-- Begin Raw records --
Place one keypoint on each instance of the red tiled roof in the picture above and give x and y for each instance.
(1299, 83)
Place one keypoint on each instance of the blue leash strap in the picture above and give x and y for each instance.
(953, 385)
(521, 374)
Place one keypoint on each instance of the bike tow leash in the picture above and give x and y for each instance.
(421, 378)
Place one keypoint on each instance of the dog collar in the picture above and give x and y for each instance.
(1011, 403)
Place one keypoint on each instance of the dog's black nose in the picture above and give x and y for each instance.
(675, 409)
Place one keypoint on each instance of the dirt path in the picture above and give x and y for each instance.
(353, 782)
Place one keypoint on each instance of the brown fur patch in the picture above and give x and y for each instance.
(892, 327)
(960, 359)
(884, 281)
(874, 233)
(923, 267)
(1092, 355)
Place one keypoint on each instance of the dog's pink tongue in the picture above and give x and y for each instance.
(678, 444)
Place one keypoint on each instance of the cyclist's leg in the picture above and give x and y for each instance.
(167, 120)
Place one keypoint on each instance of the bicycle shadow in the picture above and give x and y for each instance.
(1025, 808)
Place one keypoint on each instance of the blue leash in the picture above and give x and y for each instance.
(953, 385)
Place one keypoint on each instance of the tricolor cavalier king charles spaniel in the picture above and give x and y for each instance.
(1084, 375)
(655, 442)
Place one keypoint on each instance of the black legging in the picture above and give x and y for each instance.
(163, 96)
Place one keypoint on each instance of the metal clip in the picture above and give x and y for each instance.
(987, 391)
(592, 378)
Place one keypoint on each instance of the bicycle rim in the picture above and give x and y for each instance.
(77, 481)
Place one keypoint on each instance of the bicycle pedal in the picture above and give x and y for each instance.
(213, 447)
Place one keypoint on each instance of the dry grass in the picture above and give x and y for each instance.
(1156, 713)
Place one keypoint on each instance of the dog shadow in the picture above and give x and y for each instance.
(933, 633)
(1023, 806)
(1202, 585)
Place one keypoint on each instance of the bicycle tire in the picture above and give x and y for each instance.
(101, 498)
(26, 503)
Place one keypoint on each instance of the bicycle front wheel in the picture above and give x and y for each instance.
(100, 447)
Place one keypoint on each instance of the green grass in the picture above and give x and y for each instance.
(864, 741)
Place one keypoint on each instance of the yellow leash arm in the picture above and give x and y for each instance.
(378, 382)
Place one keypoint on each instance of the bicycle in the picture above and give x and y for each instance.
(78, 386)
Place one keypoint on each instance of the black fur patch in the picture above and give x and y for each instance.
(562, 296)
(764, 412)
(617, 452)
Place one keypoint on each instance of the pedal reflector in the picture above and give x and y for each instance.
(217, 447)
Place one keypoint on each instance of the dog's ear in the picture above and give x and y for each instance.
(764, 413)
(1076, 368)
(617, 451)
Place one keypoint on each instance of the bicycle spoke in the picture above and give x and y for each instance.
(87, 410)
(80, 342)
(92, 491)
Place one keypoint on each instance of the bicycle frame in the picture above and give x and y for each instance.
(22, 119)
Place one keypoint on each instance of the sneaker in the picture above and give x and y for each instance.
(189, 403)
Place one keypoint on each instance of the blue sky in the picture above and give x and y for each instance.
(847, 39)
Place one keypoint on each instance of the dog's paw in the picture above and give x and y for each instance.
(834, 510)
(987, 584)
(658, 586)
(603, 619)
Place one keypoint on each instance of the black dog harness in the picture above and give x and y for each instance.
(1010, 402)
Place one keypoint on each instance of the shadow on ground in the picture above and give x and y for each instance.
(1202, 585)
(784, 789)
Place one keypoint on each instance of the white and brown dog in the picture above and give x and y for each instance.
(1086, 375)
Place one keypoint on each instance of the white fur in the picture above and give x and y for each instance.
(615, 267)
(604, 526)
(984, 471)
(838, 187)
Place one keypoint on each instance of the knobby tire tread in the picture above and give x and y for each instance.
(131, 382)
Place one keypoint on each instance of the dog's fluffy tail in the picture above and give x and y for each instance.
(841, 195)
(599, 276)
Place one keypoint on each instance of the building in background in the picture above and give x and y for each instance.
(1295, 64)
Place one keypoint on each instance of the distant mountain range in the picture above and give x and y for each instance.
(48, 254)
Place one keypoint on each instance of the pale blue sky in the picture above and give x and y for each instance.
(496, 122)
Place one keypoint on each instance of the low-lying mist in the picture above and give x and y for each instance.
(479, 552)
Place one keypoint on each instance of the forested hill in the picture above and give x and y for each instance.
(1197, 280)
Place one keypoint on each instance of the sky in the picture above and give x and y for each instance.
-- End Raw records --
Directions for this task — Write out the full listing, keeping every line exactly as it is.

Answer to the problem —
Place one keypoint on each instance of the red tiled roof in the picture above and give x and y for each instance.
(1299, 83)
Place one keypoint on each instance of the blue leash strap in the picture above and give x and y for each instance.
(953, 385)
(521, 374)
Place one keypoint on each instance of the bike tow leash in the picture above and give x and y for each instance.
(421, 378)
Place one keypoint on each instance of the dog collar in the picture above and give x and y for each instance.
(1011, 403)
Place one keypoint on each instance of the dog's black nose in the picture above and give x and y for each instance.
(675, 409)
Place one keypoint on each instance of the dirt path in the picture above and give x and y for each instance.
(353, 782)
Place one keypoint on each instance of the brown fur patch in the picture above and give x and y for each instance.
(892, 327)
(960, 359)
(884, 281)
(874, 233)
(923, 267)
(1092, 355)
Place one keypoint on each instance of the dog's pink tongue in the picture above and give x and y for each instance.
(678, 444)
Place one keypoint on each instance of the cyclist's leg in the picture above and give x and y for each instance.
(167, 120)
Place one keypoint on each instance of the bicycle shadow in the picture above and give x and y for each instance.
(1025, 808)
Place one keypoint on each instance of the blue leash in the picture above and give x and y for each instance.
(953, 385)
Place one keypoint on each instance of the tricolor cavalier king charles spaniel in the picture above and give x and y for each instance.
(1084, 375)
(655, 442)
Place one keypoint on each instance of the black legging in the picture above and give x and y for each instance.
(163, 96)
Place one keypoint on each instance of the metal clip in the picture above and give x and y for each instance.
(987, 391)
(592, 378)
Place one keypoint on each instance of the bicycle rim in the picture above and give x and y for each instance.
(77, 481)
Place one keypoint on each instance of the bicycle pedal in the picture above and give x and y for each instance.
(213, 447)
Place one keypoint on each instance of the dry grass in the picture above and give x and y for each instance.
(1156, 713)
Place one keypoint on each instance of the dog shadow in the picture above and give x and y for each instance.
(933, 633)
(1023, 806)
(1202, 585)
Place one keypoint on each instance of the bicycle tire in the picture above and give x and y for each instance.
(101, 498)
(26, 503)
Place one keypoint on each instance of the bicycle front wheel in the picture above and give x and y for each instance.
(100, 447)
Place one keypoint on each instance of the green grass in the picture above and give x and y for each instance.
(864, 741)
Place one keypoint on each instance of the yellow leash arm in the picture above and give x and y for each instance.
(378, 382)
Place one keypoint on each instance of the bicycle in the picture above and give x and y for each instance.
(78, 386)
Place one keypoint on each instance of the black fur patch in the picture above and give x and y for each instance.
(562, 296)
(764, 412)
(617, 452)
Place one keypoint on each instance of the pedal reflector in the picture above and give x and y for each instance.
(217, 447)
Place one keypoint on each instance of the dog's ear in the picture above and give x and y for each instance.
(764, 413)
(1076, 368)
(617, 451)
Place one keypoint on each instance of the bicycle spoke in the picture above and give x and y for each instance.
(87, 410)
(80, 342)
(92, 491)
Place one keypoint on each instance of the bicycle frame in the picture above and give x and y for each instance.
(22, 119)
Place one keypoint on each instance of the sneaker in the picture above and give x and y for each instance.
(189, 403)
Place one keypoint on each instance of the blue sky in the picture above and give x and y for each instance.
(847, 39)
Place one keypoint on each instance of the dog's paw in the picture above and give x and y for each instance.
(834, 510)
(987, 584)
(658, 586)
(603, 619)
Place one keypoint on each instance of the black dog harness in the picture above and give x and y for each instance.
(1010, 402)
Place one keypoint on each instance of the shadow on ground in the picture above and give x and y for each instance.
(1202, 585)
(784, 789)
Place one keypoint on each instance of the white and brown dog in the picture above and give x and y for each instance.
(1086, 375)
Place one keypoint on each instance of the white fur in the picture above and give x and y for each instance.
(615, 267)
(604, 526)
(984, 471)
(838, 187)
Place one keypoint on each instance of the knobby tire tread in the picture above and give x and y for each instance.
(131, 382)
Place one keypoint on each instance of the dog's fluffy tail in the picture above and give x and y for each instance.
(841, 195)
(599, 276)
Place one keypoint on each instance of the building in background in the picture above and give x and y for each instance.
(1295, 64)
Place one keypoint on each instance of the distant mountain range in the picture above and give x and y for each instance.
(48, 254)
Place one keypoint on each instance of the pale blue sky in the picture above and give x and y for each instance.
(496, 122)
Place one keypoint on each instance of the low-lying mist in the picture above and give x and y for each instance.
(479, 552)
Place one keypoint on each instance of the forested hill in the picture above and give x and y for each instance.
(1197, 280)
Place one keypoint on each instance of the sky in the picture above and give x and y for each instance.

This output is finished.